-- Requirement --
When a line below contains the string "yellow", show that line.

::: Input for this task

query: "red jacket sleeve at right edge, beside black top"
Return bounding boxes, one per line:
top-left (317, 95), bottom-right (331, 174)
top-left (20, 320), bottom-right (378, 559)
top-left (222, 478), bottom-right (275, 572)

::::::
::: Input for this task

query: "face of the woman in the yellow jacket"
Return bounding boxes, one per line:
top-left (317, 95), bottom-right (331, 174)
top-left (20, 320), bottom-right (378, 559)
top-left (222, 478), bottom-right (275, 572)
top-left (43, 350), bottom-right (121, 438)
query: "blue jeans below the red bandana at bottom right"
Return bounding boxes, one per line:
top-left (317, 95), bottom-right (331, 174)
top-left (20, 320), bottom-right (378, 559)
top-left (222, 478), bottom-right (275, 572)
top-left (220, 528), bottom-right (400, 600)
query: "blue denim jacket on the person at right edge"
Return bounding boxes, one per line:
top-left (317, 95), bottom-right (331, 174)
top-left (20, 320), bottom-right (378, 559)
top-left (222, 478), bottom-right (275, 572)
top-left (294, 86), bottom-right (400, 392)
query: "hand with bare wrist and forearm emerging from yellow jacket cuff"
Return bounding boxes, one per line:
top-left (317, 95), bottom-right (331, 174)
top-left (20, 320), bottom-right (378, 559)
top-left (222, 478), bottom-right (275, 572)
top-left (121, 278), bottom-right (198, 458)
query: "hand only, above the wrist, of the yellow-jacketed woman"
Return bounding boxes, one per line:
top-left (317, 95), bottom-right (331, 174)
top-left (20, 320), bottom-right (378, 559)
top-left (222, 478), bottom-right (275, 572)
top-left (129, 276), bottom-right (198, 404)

::::::
::: Input for this task

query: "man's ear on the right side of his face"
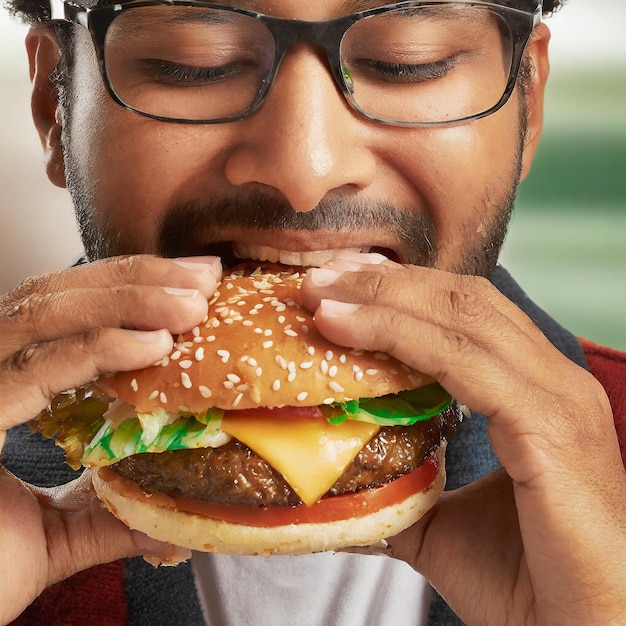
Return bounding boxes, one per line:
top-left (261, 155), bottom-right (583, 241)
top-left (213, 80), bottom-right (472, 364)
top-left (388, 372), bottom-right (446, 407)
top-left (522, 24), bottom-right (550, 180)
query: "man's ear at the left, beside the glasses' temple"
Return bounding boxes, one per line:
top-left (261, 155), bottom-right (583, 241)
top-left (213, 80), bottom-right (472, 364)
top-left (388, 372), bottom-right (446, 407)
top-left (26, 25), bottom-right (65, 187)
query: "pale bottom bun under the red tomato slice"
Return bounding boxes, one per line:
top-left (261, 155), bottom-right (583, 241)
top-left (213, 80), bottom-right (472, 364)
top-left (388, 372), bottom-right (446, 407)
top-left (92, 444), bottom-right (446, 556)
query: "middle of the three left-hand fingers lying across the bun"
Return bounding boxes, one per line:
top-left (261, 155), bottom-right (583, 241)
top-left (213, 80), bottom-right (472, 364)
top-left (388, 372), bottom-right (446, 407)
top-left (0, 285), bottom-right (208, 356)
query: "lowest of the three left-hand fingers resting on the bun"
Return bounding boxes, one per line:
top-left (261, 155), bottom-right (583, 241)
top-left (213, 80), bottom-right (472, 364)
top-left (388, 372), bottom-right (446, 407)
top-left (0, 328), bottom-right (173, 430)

::::::

-- Solution --
query: "face of the woman in the yellow jacket"
query: "hand with bare wrist and forearm emerging from yellow jacket cuff"
query: "hand only, above the wrist, of the yellow-jacketed woman"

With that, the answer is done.